§ Fragmento del texto

══════

La historia de Shackleton – Los fracasados que se convirtieron en héroes

Publicado el 07/05/2019

A primera vista, la historia de Shackleton y sus hombres se presenta como una interminable sucesión de fracasos y sufrimientos. No obstante, al analizarlos a la luz de la fe, puede aportarnos valiosísimas lecciones para nuestra vida espiritual.

 


 

En agosto de 1914, tras siete meses de agotadores preparativos, un bello y resistente bergantín partía del puerto de Plymouth preparado para emprender una de las mayores expediciones de aquel tiempo. Su nombre era Endurance.1

 

Se dirigía a una de las regiones más inhóspitas del planeta: la Antártida. Miles de kilómetros de peligrosa singladura lo separaban de esa lejana tierra, siempre cubierta de nieve y dominada por un clima absolutamente hostil a la naturaleza humana. El explorador sir Ernest Shackleton, acompañado por un heterogéneo grupo de oficiales, científicos e incluso un fotógrafo, intentaría atravesar el ignoto continente de lado a lado, pasando por el Polo Sur.

══════

§ Ejercicio 1
Recopila todas las líneas de las filas que contengan la palabra "gray", teniendo en cuenta las mayúsculas y minúsculas.

§ Extracto del conjunto de datos
══════

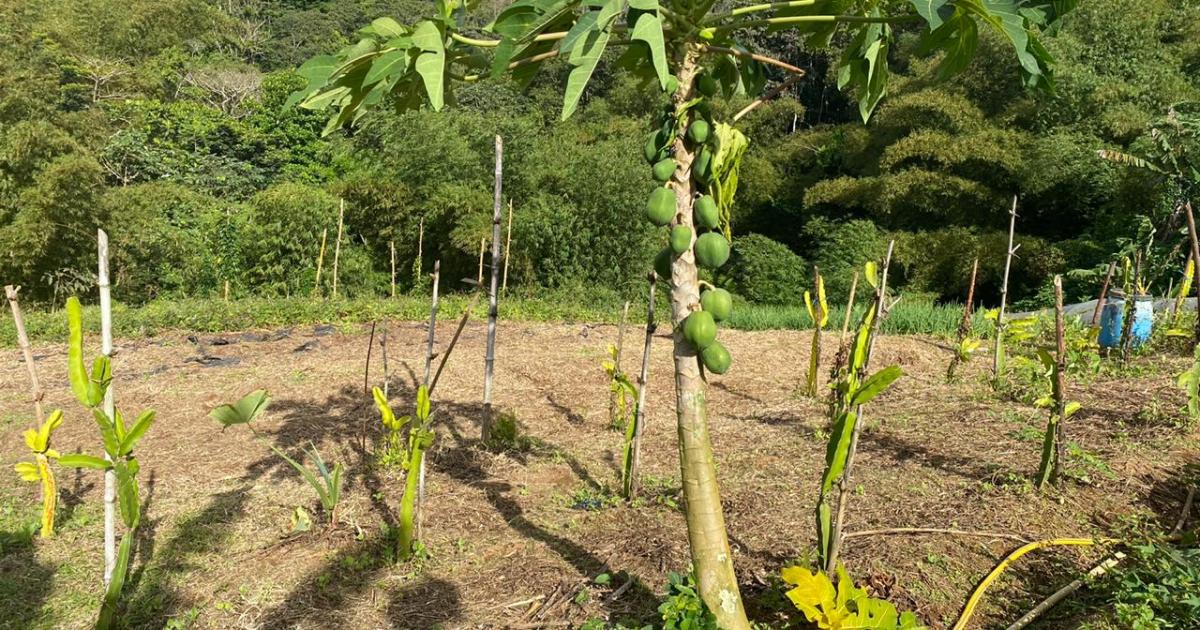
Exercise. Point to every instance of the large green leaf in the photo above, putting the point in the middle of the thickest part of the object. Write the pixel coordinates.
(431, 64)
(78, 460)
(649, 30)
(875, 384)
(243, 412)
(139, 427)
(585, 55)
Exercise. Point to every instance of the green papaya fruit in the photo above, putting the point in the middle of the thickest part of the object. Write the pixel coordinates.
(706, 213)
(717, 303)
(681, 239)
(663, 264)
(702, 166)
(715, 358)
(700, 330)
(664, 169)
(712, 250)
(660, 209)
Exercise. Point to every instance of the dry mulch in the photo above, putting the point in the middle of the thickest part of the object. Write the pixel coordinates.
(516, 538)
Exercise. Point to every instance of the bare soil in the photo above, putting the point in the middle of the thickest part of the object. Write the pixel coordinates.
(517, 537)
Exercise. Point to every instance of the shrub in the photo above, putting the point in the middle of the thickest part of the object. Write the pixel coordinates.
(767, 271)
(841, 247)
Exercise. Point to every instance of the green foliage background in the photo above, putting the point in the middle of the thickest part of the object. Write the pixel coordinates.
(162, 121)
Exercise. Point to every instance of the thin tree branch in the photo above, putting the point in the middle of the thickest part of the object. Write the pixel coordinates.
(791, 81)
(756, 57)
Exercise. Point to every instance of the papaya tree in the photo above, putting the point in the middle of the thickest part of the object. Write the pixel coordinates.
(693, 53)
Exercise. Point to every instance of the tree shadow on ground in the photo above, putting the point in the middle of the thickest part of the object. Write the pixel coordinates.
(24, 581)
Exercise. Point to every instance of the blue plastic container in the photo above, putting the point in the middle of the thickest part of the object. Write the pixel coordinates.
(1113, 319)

══════

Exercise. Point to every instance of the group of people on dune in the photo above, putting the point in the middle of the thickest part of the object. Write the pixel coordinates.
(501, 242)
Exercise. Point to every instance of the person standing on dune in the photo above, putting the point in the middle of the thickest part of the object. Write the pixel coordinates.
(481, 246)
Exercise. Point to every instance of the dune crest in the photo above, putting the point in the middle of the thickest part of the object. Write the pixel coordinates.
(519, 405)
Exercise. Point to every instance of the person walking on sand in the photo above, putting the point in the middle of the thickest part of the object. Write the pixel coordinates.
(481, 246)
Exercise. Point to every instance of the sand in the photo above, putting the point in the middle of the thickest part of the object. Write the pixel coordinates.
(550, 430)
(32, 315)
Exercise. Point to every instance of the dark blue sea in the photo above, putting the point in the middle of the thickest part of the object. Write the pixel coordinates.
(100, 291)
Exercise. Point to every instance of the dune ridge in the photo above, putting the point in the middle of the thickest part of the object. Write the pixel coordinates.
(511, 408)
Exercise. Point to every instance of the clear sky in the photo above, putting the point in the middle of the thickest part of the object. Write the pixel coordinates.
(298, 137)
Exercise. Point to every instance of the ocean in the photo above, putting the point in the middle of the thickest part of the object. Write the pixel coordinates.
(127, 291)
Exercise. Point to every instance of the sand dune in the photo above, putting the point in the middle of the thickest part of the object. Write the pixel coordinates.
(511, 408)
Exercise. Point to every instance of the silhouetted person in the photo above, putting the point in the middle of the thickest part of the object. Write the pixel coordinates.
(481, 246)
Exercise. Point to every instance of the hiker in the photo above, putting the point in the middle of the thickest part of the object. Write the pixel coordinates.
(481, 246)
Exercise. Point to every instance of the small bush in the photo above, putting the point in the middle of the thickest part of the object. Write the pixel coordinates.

══════

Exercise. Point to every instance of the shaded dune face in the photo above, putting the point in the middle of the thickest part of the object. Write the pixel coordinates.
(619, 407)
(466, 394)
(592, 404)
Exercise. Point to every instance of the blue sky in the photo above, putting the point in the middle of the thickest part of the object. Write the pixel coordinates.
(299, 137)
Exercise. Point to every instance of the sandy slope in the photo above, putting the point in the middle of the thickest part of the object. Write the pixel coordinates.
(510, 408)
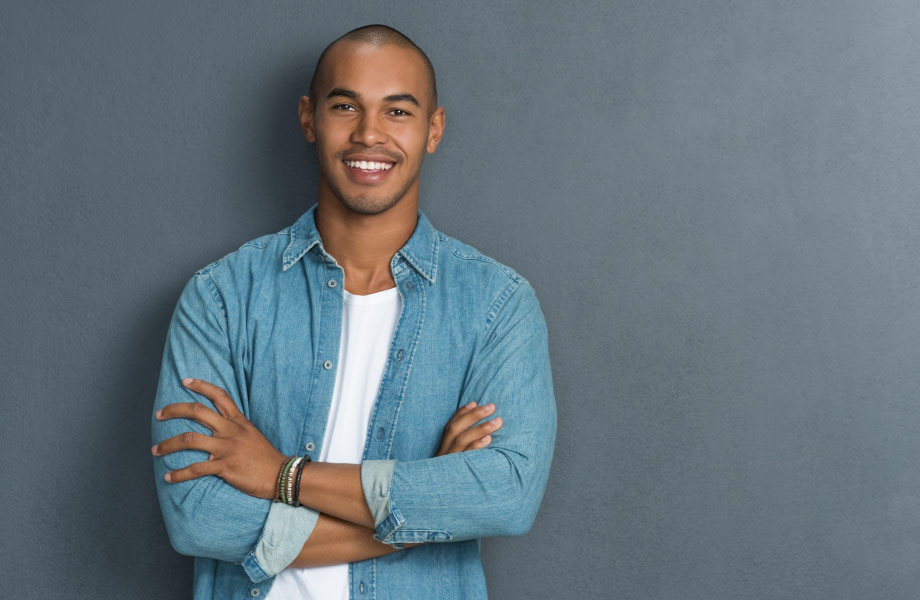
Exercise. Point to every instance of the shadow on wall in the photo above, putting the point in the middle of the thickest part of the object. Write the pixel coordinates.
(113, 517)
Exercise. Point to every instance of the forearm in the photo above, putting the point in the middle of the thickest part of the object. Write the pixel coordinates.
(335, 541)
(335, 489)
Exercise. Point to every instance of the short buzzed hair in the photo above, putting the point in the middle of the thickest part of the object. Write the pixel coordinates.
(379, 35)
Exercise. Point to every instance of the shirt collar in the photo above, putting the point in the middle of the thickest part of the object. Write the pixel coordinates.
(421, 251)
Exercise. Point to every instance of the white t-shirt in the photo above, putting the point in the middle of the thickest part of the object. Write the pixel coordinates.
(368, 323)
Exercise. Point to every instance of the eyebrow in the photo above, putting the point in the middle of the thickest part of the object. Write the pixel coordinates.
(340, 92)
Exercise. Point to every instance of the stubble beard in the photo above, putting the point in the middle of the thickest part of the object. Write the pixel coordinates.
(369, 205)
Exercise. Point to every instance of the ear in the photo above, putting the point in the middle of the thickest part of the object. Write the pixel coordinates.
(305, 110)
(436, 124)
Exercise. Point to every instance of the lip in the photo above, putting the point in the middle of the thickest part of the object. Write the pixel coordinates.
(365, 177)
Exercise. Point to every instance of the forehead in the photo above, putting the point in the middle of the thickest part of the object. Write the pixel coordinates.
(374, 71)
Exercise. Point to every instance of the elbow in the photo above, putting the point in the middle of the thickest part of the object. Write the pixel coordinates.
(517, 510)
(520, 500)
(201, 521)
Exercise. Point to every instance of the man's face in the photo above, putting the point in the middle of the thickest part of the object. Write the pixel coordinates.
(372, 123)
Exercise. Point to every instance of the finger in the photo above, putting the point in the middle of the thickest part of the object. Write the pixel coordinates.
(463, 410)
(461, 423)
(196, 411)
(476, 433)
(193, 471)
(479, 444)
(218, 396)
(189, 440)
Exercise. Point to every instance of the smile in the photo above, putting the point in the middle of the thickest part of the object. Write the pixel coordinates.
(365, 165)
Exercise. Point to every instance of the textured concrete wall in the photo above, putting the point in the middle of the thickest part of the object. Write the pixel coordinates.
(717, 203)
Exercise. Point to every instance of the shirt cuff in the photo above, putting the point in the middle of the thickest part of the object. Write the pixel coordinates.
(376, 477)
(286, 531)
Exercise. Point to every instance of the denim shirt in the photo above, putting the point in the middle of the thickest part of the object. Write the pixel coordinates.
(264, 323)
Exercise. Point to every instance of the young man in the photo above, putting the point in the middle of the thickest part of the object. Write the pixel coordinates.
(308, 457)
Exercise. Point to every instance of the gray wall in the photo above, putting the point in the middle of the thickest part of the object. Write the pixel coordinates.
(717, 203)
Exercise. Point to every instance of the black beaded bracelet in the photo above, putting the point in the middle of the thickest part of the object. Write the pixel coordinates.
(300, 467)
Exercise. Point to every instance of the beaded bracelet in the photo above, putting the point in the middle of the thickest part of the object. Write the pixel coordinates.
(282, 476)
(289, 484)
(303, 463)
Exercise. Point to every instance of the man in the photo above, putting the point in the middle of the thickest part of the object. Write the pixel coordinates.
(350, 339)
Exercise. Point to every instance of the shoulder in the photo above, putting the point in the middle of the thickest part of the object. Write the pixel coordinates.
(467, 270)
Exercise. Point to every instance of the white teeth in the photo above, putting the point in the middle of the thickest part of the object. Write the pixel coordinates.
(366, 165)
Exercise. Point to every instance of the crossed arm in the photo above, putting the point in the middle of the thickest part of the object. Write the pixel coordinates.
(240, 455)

══════

§ Ejercicio 2
Sigue escribiendo el texto sobre la expedición de Shackleton a partir del punto en que se detiene.

§ Respuesta 1
Exercise. Point to every instance of the gray wall in the photo above, putting the point in the middle of the thickest part of the object. Write the pixel coordinates.

§ Respuesta 2
 

¿Qué llevaba a ese valiente explorador irlandés, en la flor de sus 40 años, a emprender tan peligrosa epopeya?

 

Con los ojos puestos por encima del horizonte

 

En todos los períodos de la Historia hay personas insatisfechas con el prosaísmo del día a día, las cuales aspiran a realizar grandiosas proezas. Se diría que en lo más profundo de sus corazones resonara la voz del Espíritu Santo repitiendo las palabras del apóstol Juan: “No améis al mundo ni lo que hay en el mundo. […] El mundo pasa, y su concupiscencia. Pero el que hace la voluntad de Dios permanece para siempre” (1 Jn 2, 15.17).

 

Ernest Shackleton era una de ellas. Vivió entre los siglos XIX y XX, época de las grandes expediciones hasta los confines de la tierra, y pertenecía a esa casta de varones que tienen los ojos puestos siempre por encima del horizonte. Con 16 años dejó los estudios, que cursaba en el Dulwich College de Londres, y se embarcó como grumete en un barco de vela. Habiendo obtenido el grado de capitán de navío en la marina mercante, continuó como tercer oficial en el Discovery, comandado por Robert Falcon Scott, que había partido con el objetivo de alcanzar el Polo Sur.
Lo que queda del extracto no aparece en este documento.